◆ **Task data**:
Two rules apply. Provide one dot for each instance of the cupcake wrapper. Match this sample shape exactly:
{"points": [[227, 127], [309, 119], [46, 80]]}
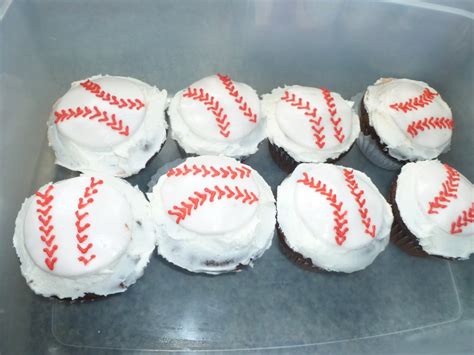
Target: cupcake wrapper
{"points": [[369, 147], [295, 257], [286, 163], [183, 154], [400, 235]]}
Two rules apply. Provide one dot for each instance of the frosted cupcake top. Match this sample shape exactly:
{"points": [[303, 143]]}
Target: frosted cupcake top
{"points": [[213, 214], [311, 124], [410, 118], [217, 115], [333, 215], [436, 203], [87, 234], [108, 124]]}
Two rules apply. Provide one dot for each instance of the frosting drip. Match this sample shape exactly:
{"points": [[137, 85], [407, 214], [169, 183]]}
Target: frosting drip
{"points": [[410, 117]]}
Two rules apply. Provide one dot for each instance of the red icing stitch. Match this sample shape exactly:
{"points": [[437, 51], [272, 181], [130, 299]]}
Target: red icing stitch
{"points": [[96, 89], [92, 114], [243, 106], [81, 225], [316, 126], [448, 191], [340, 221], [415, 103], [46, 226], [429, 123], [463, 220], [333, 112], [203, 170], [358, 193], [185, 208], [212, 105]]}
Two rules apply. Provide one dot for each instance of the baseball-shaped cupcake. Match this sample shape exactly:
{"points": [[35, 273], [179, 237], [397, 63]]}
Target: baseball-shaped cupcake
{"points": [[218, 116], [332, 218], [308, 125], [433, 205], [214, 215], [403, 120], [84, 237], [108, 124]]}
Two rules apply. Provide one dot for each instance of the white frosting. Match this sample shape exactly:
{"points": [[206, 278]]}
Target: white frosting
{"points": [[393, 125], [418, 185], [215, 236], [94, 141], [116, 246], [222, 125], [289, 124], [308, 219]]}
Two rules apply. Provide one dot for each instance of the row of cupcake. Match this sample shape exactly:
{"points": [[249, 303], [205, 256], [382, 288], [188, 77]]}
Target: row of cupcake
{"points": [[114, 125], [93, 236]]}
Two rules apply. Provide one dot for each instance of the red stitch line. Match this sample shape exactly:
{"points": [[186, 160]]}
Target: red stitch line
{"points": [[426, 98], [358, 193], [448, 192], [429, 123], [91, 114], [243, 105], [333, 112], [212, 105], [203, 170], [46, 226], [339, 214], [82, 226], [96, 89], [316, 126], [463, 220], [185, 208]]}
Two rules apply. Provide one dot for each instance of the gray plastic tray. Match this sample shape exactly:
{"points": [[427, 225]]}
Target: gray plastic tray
...
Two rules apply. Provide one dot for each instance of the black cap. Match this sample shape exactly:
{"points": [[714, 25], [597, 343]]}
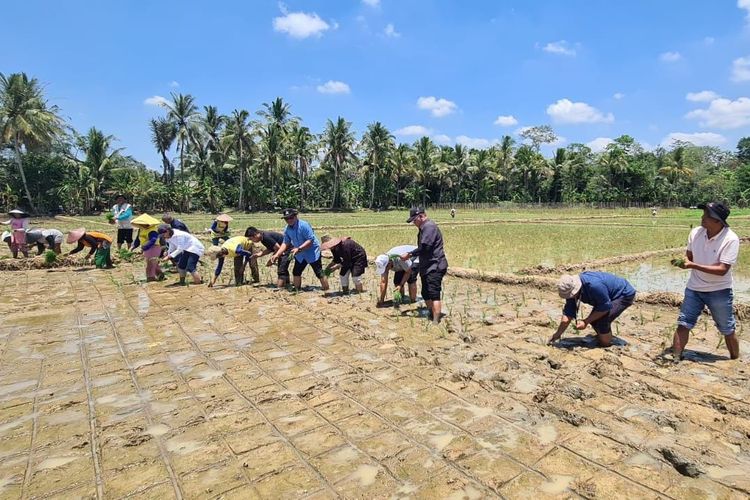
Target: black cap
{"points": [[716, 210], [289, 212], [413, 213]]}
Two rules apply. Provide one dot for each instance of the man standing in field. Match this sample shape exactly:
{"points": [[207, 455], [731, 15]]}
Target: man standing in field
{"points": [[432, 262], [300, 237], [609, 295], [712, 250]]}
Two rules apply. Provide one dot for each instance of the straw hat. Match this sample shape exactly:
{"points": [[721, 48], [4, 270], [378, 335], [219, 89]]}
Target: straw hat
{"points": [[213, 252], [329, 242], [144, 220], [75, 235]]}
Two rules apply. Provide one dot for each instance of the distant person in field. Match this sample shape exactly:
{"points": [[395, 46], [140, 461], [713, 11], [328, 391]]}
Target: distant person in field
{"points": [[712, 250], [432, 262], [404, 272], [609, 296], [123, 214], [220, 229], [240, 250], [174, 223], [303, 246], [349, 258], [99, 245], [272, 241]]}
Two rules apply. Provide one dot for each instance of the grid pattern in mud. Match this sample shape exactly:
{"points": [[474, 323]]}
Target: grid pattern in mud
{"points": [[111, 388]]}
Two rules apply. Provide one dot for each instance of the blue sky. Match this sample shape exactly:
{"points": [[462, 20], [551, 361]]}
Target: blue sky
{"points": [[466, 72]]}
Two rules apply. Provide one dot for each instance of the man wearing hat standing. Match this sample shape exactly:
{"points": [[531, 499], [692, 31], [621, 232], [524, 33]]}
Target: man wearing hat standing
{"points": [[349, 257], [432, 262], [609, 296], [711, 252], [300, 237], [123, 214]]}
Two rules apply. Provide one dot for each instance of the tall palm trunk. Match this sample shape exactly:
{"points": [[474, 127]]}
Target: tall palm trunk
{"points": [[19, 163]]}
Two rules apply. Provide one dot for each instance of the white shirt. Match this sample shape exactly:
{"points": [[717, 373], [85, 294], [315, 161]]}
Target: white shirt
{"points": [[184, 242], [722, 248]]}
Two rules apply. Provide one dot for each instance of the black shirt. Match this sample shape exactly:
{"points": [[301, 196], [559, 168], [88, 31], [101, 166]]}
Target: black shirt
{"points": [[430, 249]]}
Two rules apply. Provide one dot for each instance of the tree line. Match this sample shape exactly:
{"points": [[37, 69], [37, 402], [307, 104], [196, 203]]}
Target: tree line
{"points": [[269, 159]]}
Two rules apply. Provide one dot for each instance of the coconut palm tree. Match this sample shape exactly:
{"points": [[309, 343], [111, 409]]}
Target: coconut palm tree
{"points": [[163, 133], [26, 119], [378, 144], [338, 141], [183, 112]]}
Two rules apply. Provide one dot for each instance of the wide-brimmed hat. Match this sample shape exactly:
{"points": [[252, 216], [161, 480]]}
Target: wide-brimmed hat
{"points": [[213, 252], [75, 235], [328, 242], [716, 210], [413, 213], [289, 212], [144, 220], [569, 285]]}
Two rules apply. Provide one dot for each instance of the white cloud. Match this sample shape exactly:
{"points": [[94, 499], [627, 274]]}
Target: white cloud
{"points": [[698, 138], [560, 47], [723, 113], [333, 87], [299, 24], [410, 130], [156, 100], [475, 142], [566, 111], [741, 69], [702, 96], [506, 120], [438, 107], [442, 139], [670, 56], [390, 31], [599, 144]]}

◆ **Task to complete**: All that is wanted is the number of lines in the records that include the string "plastic".

◆ **Answer below**: 2